DOCUMENT EXCERPT:
══════

Concept behind gates

gkouro · August 19, 2022, 11:39am

I am trying to get my head around the GRU and LSTM concepts.
I understand that using weights that are trainable to get Gamma one can control the memory from one time-step to another. In the cat example the memory of the number of the cats is expected to be captured.
What if there are other things that need to be memorized?
Would these be captured in the gates of other neurons in the layer?
Can one unit capture one thing only?

Elemento · August 19, 2022, 4:23pm

Hey @gkouro,
Let’s consider the example of GRU here, and then you can extend the below description to LSTM pretty easily.

Also, I am assuming that you are well aware of the fact that the memory cell holds a vector quantity, for instance, 32, 64, 128, units etc, and not just a single unit. In other words, if the memory cell has say 64-dimensions, then it can store 64 different values, and assuming that each unit can memorize one human interpretable feature, the memory cell will be able to memorize 64 different features simultaneously.

Moreover, even a single unit in the memory cell doesn’t memorize only a single feature essentially. For instance, it could club 2-3 different features (which are interpretable by humans individually) into a single feature, and then a single unit can learn that clubbed feature instead.

Let me know if this helps.

Cheers,
Elemento

gkouro · August 22, 2022, 8:54am

Thanks. For clarification, when you say memory cell you mean a layer and the length of that vector is actually the number of units. Correct?

Elemento · August 22, 2022, 10:55am

Hey @gkouro,
We refer to RNN/GRU/LSTM as a layer, so I don’t know whether it would be correct to refer to something inside that (in our case, memory cell) as a layer too. Nonetheless, here you can find the tensorflow documentation for a LSTM layer. In this, units determine the dimensions of the memory cell as well as dimensions of the output. A simple piece of code can help you validate that.

import numpy as np
import tensorflow as tf
import tensorflow.keras.layers as tfl

lstm = tfl.LSTM(units = 45)
inputs = tf.random.normal([32, 10, 90])
a0 = tf.keras.Input(shape=(45,)) 
c0 = tf.keras.Input(shape=(45,)) 
output = lstm(inputs, [a0, c0])
print(output.shape)

══════

SOURCE MATERIAL:
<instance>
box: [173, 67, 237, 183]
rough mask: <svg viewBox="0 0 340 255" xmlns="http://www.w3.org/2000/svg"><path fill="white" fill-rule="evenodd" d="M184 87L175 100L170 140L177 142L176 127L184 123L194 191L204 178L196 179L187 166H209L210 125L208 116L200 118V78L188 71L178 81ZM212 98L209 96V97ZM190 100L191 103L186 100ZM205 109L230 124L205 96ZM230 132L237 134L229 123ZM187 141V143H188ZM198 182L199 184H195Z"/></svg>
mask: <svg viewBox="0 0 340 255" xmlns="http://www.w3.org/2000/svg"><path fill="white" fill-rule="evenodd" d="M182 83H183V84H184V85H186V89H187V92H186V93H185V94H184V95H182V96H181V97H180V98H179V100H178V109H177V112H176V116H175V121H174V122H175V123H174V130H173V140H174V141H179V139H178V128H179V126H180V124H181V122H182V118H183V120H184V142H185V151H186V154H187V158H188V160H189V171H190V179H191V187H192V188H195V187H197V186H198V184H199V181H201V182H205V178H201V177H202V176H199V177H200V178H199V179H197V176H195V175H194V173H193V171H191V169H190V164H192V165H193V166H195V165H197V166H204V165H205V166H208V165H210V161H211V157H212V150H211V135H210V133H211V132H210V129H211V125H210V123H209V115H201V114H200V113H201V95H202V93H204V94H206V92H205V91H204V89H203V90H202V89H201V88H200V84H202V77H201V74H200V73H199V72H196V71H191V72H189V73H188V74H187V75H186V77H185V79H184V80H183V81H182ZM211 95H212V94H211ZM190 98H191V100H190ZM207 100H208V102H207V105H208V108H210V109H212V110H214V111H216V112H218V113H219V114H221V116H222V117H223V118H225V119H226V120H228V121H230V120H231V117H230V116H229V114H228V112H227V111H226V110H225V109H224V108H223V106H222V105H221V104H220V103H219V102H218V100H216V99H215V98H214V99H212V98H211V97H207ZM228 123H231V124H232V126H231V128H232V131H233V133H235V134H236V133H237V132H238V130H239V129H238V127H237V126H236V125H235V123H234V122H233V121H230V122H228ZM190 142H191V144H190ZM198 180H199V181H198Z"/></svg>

══════

EXERCISE DETAILS: For the forum thread on gates in GRU and LSTM, mark each statement yes or no and back each verdict with the deciding words from the thread, quoted exactly. 1. One reply proposes working through GRU first and then applying the same description to LSTM. 2. The code creates an LSTM layer with 90 units. 3. According to the thread, a single unit can hold only one feature.

TASK SOLUTION:
1. Yes: "Let’s consider the example of GRU here, and then you can extend the below description to LSTM pretty easily."
2. No: "lstm = tfl.LSTM(units = 45)"
3. No: "it could club 2-3 different features (which are interpretable by humans individually) into a single feature, and then a single unit can learn that clubbed feature instead."